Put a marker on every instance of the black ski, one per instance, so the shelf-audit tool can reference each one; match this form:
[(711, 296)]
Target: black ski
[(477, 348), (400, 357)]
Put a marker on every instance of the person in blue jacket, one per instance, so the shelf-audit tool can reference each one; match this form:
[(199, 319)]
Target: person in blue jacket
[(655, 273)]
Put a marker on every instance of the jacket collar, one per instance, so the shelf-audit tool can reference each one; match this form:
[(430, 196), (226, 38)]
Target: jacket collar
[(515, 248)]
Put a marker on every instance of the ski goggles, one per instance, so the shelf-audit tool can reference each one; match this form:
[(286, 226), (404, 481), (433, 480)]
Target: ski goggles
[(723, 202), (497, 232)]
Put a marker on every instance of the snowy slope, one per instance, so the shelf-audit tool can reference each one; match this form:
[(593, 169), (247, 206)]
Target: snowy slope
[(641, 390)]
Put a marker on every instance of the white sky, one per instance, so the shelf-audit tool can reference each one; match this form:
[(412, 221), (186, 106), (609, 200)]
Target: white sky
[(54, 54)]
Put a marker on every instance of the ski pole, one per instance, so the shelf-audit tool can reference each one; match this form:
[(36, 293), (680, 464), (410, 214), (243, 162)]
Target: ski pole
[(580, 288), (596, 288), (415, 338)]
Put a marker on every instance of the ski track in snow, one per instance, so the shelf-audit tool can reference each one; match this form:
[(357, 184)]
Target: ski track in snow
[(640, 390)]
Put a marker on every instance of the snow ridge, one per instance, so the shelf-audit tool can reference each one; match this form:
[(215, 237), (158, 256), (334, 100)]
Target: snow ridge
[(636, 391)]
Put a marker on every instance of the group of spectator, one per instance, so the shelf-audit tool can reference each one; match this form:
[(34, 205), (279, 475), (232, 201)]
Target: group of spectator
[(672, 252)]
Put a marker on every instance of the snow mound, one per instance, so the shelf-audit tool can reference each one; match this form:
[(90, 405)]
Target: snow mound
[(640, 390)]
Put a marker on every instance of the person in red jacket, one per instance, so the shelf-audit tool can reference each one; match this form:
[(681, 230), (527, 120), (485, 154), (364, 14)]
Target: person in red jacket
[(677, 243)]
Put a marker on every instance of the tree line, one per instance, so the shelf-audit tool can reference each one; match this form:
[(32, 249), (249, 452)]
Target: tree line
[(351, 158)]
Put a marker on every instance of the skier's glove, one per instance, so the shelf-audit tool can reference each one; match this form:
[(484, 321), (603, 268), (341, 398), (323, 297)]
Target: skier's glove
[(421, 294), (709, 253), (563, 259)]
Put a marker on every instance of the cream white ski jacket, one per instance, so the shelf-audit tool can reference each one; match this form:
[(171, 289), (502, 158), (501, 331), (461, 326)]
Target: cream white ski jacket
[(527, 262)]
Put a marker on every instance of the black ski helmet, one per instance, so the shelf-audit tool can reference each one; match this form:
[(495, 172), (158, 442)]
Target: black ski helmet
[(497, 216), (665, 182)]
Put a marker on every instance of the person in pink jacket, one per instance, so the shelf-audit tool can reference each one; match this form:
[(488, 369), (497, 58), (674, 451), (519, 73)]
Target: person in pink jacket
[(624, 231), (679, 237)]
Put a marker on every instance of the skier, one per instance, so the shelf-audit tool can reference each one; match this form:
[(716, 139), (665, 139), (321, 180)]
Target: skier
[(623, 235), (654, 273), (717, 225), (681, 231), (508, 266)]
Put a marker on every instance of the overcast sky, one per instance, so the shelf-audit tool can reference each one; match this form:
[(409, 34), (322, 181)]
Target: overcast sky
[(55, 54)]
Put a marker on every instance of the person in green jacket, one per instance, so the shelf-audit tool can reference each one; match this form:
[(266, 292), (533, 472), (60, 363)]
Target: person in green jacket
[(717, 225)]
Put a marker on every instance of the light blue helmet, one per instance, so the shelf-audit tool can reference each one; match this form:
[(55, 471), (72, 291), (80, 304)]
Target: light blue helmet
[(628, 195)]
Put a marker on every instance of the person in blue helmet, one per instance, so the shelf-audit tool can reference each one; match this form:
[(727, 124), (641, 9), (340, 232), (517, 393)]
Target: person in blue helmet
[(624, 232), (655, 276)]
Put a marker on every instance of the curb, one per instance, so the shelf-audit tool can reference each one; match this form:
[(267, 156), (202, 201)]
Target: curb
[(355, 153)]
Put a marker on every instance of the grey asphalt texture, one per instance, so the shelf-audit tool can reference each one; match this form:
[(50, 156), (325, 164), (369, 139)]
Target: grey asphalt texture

_PROBLEM TO WORK ON_.
Repeat the records above with every character intact.

_OUTPUT BELOW_.
Put a marker on every instance of the black ski, one per instance, so the shelf-audit tool can reference each one; match this form:
[(711, 296)]
Target: black ski
[(477, 348), (400, 357)]
Put a marker on every instance of the person in blue jacket, one per instance, so the shelf-audit tool can reference each one; match this form:
[(199, 319)]
Target: person in blue jacket
[(655, 273)]
Put a marker on every instance of the jacket collar, one per instance, so the shelf-audit tool can reference each one; match this form:
[(430, 196), (226, 38)]
Target: jacket collar
[(515, 248)]
Put a marker on every instance of the ski goggles, one per instance, so the shelf-audit tool can reference each one; match this form:
[(286, 226), (404, 481), (433, 480)]
Target: ski goggles
[(723, 202), (497, 232)]
Put a marker on every instance of the snowy slope, one per instance, so the shelf-audit tool can reference each one; match this form:
[(593, 169), (247, 206)]
Target: snowy slope
[(641, 390)]
Put a marker on every instance of the white sky, one per instance, so the shelf-audit tool can reference each one; match this form:
[(412, 221), (186, 106), (609, 200)]
Target: white sky
[(54, 54)]
Put a marker on every instance of the ski pole, one per instance, so the shelf-audit tool can reference each one; match this form:
[(36, 293), (680, 464), (410, 214), (243, 162)]
Target: ski pole
[(580, 288), (596, 288), (415, 338)]
Put a marker on every instance of the ski track in snow, one per instance, so the shelf-audit tool can reference each one; match this form:
[(357, 184)]
Target: ski track in snow
[(640, 390)]
Put a marker on every instance of the snow ridge, one per instance, so the shelf-audit tool can reference each one; match this form:
[(215, 237), (158, 256), (334, 100)]
Target: snow ridge
[(636, 391)]
Put a marker on every instance of the group of spectator, one per instance, so the shelf-audit tool can reference each one; match this form:
[(34, 205), (279, 475), (232, 201)]
Target: group of spectator
[(672, 252)]
Put a marker on every instance of the snow mound, one per instance, so the shelf-audit tool can reference each one; match this form:
[(90, 405)]
Target: snow mound
[(640, 390)]
Put a marker on every instance of the person in red jacket, one per instance, so the shelf-audit tool can reference each one; match this form:
[(681, 230), (527, 120), (485, 154), (364, 14)]
Target: person in red jacket
[(677, 243)]
Put a marker on every instance of the tree line, one per instance, so the shelf-audit tool can reference each one; match this form:
[(32, 249), (249, 452)]
Target: tree line
[(351, 158)]
Put a marker on every instance of the skier's glove, one per instance, so the shelf-audit tool can reference each one; match this form:
[(484, 321), (603, 268), (341, 398), (323, 297)]
Target: skier's glove
[(421, 294), (709, 253), (563, 259)]
Put a marker on every instance of the cream white ski jacket, one per instance, so the shelf-audit tool can reference each one; match this form:
[(171, 289), (502, 158), (501, 331), (461, 326)]
Target: cream white ski jacket
[(527, 262)]
Put a marker on every instance of the black ski helmet, one per instance, so the shelf-audit tool can reference each one; match this form:
[(495, 172), (158, 442)]
Target: black ski helmet
[(497, 216), (665, 182)]
Put a marker on every instance of the person in pink jacket, one per instance, so the shelf-audit tool can reference each one; match this form:
[(488, 369), (497, 58), (674, 451), (519, 73)]
Target: person in pink jacket
[(624, 231), (679, 237)]
Put a marker on every instance of the skier, one per instance, so the shelf-audit tool can reference each one; match this form:
[(716, 139), (665, 139), (321, 180)]
Target: skier
[(623, 235), (654, 273), (717, 225), (681, 231), (508, 266)]
Put a marker on every instance of the overcast sky, one per instance, so the shelf-audit tool can reference each one; match this form:
[(409, 34), (322, 181)]
Target: overcast sky
[(55, 54)]
Put a marker on every instance of the person in green jacket, one per instance, so the shelf-audit tool can reference each one; match this form:
[(266, 292), (533, 472), (60, 363)]
Target: person in green jacket
[(717, 225)]
Put a marker on every instance of the light blue helmet, one per instance, so the shelf-audit tool can reference each one; match this form:
[(55, 471), (72, 291), (80, 304)]
Target: light blue helmet
[(628, 195)]
Put a marker on every instance of the person in blue helmet, one per instance, so the shelf-audit tool can reference each one; match this form:
[(727, 124), (641, 9), (340, 232), (517, 393)]
Target: person in blue helmet
[(624, 232), (655, 276)]
Put a marker on every instance of the curb, one per instance, so the shelf-audit tool can reference each one; match this form:
[(267, 156), (202, 201)]
Target: curb
[(355, 153)]
Put a marker on every instance of the grey asphalt texture, one per instance, so the shelf-audit tool can reference each one; match this form:
[(50, 156), (325, 164), (369, 139)]
Target: grey asphalt texture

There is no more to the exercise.